### REQUIRED TASK
Format the rows below as a JSON list of strings, one string per line. Leave out blank lines and the pictures.

### MATERIAL FOR THIS TASK
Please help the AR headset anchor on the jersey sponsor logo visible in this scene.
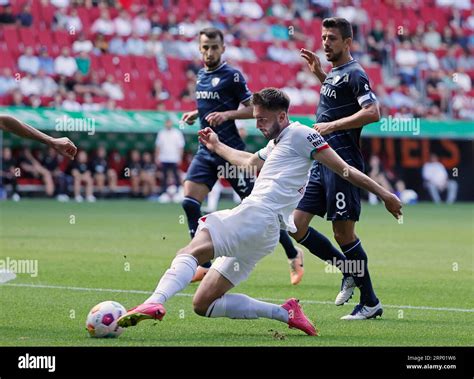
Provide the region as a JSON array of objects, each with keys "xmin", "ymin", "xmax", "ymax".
[
  {"xmin": 321, "ymin": 85, "xmax": 336, "ymax": 98},
  {"xmin": 211, "ymin": 78, "xmax": 221, "ymax": 87},
  {"xmin": 196, "ymin": 91, "xmax": 220, "ymax": 100}
]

### REPLY TO THE TASK
[
  "Please help the AR headset anchor on the jersey sponsor logo visible in this scene.",
  "Provide the region as a JSON array of objects, each with keys \"xmin\", \"ymin\", \"xmax\", \"ymax\".",
  "[",
  "  {\"xmin\": 321, \"ymin\": 85, \"xmax\": 336, \"ymax\": 98},",
  "  {\"xmin\": 211, \"ymin\": 78, \"xmax\": 221, \"ymax\": 87},",
  "  {\"xmin\": 196, \"ymin\": 91, \"xmax\": 220, \"ymax\": 100}",
  "]"
]